### Records for this exercise
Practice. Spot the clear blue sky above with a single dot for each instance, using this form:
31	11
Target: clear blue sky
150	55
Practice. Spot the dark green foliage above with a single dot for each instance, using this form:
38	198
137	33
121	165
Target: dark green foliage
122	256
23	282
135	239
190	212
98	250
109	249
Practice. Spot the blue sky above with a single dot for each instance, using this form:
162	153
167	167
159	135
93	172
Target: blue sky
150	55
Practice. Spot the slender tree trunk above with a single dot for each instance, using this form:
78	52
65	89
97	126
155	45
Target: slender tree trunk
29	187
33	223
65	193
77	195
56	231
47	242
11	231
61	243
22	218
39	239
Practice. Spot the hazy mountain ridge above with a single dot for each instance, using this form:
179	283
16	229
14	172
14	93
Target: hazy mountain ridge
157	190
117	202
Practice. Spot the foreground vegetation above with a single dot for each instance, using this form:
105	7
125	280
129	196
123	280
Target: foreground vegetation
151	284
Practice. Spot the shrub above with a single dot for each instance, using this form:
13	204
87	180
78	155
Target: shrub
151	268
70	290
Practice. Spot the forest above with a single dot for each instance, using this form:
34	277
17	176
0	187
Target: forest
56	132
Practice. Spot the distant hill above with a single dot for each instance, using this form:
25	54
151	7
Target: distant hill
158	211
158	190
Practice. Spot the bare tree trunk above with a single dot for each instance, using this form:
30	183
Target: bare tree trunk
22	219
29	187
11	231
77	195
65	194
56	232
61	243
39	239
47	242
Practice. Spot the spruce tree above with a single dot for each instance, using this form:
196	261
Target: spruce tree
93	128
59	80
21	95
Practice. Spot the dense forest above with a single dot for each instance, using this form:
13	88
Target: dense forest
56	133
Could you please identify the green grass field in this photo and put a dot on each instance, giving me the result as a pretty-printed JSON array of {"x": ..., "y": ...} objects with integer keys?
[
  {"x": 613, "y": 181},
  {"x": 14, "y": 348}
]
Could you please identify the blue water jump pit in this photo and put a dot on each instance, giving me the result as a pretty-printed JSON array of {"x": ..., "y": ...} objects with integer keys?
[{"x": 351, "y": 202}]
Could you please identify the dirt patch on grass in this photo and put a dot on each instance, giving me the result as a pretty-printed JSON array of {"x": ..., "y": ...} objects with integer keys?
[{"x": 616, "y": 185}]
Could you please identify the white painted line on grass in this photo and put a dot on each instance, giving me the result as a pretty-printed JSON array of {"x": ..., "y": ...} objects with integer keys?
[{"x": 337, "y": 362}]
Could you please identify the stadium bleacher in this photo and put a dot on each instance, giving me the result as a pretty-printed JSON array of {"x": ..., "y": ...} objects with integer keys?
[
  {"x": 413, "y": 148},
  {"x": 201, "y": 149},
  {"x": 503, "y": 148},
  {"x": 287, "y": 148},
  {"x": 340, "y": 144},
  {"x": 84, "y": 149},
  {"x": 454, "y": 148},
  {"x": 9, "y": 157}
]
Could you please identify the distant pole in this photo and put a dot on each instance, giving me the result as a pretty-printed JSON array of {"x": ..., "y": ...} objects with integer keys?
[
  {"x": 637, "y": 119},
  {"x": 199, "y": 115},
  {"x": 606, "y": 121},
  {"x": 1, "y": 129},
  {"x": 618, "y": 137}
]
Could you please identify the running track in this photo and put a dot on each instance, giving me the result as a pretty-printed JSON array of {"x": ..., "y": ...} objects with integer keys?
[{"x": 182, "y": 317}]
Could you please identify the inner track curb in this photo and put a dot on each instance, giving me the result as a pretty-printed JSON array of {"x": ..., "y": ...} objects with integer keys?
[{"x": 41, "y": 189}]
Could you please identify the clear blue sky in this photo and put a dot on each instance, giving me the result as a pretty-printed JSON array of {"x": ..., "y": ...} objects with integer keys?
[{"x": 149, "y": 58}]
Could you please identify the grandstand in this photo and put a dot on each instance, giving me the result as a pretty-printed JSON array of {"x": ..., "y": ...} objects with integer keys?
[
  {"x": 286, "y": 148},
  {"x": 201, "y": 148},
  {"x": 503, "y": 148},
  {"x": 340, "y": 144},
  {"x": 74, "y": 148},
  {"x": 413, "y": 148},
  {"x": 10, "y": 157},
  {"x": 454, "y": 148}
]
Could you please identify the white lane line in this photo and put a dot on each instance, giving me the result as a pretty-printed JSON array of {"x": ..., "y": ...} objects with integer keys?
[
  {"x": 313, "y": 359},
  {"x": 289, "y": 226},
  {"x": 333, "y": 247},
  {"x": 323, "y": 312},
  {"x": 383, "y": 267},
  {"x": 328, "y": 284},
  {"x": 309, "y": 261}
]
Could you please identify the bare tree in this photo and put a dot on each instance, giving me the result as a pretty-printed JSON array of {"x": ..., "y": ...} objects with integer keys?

### Task prompt
From the entries above, select each line containing the string "form".

### Exercise response
Practice. Spot the clear blue sky above with a single dot for each instance, using this form:
Practice. Spot the dark green foliage above with a single dot for each instance, using this form:
Practice. Spot the blue sky above with a single dot for each instance, using this form:
Practice. Spot the slender tree trunk above with a single dot for each instance, using this form:
Practice. Spot the hazy mountain ridge above with a single dot for each instance, using this form:
Practice. Spot the foreground vegetation above with a single dot for each instance, using this form:
Practice. Spot the shrub above with a single dot for each instance, using this form:
Practice. Spot the forest above with a single dot for each instance, using this form:
Practice. Spot the distant hill above with a single dot for each instance, using this form:
Practice. Spot the bare tree trunk above with a single dot for each instance, using this form:
Practice. Spot the spruce tree above with a single dot for each instance, using this form:
Practice. Spot the dense forest above with a single dot for each instance, using this form:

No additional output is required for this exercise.